> [Work task] Copy out exactly the lines from the line containing "Target: forested hillside" to the end of the listing.

> [Input data]
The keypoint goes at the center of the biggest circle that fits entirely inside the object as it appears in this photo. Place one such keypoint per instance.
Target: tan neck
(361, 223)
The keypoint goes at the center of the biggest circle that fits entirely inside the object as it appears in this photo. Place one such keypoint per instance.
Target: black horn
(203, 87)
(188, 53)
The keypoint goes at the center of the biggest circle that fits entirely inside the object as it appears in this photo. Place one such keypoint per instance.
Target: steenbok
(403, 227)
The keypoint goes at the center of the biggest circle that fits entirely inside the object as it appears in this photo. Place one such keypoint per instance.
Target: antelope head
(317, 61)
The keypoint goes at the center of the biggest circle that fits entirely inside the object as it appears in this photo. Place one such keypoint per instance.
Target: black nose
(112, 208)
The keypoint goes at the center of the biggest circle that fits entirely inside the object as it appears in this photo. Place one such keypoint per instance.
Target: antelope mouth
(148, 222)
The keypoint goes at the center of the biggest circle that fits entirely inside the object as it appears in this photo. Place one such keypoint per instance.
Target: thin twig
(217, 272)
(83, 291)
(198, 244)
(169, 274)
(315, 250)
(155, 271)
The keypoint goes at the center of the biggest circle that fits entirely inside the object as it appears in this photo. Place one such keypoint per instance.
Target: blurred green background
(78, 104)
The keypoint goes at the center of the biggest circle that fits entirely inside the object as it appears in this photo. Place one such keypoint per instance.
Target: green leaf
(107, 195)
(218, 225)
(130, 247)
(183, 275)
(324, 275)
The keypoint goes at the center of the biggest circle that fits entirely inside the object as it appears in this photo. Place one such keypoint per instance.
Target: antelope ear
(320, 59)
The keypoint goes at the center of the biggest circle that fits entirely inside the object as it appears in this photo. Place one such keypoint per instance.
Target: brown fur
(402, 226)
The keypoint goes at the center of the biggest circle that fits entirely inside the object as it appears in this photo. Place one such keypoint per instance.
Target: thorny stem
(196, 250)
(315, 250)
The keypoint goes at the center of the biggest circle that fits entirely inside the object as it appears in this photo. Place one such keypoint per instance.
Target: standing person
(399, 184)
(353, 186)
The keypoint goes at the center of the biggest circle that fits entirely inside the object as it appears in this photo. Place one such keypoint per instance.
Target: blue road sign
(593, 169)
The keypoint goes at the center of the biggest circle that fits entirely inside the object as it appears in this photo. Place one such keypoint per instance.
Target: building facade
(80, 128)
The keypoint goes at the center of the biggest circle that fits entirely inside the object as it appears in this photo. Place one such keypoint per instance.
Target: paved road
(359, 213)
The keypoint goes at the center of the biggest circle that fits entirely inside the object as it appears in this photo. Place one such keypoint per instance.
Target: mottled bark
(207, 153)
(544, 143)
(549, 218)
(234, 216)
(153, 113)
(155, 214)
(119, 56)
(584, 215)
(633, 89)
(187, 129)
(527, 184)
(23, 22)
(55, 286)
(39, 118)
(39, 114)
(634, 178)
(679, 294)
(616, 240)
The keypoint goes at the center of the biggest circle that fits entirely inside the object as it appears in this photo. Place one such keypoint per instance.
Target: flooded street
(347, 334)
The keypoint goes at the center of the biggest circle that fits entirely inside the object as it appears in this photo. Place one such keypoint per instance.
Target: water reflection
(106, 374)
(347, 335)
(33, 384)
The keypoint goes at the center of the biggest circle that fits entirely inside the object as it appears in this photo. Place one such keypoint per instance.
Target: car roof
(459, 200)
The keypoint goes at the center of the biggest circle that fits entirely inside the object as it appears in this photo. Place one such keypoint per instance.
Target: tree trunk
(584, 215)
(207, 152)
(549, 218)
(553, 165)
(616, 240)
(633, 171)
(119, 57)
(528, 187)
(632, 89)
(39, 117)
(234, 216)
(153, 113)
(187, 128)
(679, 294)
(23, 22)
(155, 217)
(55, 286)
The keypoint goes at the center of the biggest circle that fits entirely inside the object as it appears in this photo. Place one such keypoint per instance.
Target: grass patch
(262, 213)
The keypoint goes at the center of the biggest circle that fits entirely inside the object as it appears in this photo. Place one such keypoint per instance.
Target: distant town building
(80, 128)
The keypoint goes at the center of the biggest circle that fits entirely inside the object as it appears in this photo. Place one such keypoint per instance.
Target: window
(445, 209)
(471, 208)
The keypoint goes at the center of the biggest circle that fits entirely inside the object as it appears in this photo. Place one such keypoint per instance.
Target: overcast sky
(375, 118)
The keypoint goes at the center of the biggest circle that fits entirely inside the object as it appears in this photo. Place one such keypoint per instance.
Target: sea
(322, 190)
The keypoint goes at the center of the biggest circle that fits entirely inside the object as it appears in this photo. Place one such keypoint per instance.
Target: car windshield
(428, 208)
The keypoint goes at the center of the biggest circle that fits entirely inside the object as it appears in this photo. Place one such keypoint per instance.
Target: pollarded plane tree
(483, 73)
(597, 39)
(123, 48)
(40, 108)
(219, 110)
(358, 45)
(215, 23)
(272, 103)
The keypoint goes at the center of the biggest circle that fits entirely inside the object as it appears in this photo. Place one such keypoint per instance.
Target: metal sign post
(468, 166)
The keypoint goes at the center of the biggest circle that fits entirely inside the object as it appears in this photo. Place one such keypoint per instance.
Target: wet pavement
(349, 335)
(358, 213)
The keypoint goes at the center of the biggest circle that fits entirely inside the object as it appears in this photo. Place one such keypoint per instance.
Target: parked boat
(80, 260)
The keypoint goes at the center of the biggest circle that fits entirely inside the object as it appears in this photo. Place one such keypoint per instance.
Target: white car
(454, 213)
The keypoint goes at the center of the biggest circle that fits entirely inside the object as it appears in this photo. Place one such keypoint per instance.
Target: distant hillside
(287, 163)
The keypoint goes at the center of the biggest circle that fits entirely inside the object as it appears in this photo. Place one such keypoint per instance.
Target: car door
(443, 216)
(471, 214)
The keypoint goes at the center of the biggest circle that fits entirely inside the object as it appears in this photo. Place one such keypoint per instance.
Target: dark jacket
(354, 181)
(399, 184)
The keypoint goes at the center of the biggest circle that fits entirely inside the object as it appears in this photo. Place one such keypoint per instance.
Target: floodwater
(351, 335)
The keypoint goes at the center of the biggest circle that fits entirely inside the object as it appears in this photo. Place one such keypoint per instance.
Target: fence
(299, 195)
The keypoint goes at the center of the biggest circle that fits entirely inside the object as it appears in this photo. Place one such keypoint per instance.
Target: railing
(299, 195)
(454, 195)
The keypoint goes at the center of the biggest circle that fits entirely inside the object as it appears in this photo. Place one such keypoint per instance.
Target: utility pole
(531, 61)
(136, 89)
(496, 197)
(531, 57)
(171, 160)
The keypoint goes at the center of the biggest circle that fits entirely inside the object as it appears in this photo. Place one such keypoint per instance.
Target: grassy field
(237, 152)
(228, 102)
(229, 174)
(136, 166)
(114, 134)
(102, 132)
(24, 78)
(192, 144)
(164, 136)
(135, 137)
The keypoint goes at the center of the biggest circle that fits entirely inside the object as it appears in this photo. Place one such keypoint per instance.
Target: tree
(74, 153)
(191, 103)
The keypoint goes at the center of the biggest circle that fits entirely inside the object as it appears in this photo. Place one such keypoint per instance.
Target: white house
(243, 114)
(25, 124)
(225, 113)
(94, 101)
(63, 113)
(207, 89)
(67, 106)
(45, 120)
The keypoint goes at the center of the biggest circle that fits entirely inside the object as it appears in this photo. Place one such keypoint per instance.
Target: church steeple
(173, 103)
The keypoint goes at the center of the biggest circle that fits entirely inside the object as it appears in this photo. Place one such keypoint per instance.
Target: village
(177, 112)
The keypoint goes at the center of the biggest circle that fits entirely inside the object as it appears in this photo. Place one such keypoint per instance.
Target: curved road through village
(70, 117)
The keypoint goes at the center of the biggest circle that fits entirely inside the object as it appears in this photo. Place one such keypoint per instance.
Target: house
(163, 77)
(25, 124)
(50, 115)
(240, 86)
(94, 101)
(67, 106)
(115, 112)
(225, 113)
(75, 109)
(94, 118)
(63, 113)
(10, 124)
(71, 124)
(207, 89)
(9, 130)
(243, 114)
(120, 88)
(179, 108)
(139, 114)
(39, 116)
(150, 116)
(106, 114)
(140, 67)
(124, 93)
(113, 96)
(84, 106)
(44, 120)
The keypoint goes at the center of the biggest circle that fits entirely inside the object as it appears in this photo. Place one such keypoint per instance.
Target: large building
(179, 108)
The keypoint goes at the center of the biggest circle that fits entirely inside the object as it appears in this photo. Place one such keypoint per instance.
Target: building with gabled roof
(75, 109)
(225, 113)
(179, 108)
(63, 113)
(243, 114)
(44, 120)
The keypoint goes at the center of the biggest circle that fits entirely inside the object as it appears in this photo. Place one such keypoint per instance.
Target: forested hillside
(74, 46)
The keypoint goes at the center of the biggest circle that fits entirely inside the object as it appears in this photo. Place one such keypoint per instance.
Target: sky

> [Expected output]
Target: forested hillside
(74, 46)
The keypoint goes at the center of the biggest circle that fits entirely inside the object as it appears in this photo. Place one such keypoint per instance.
Target: sky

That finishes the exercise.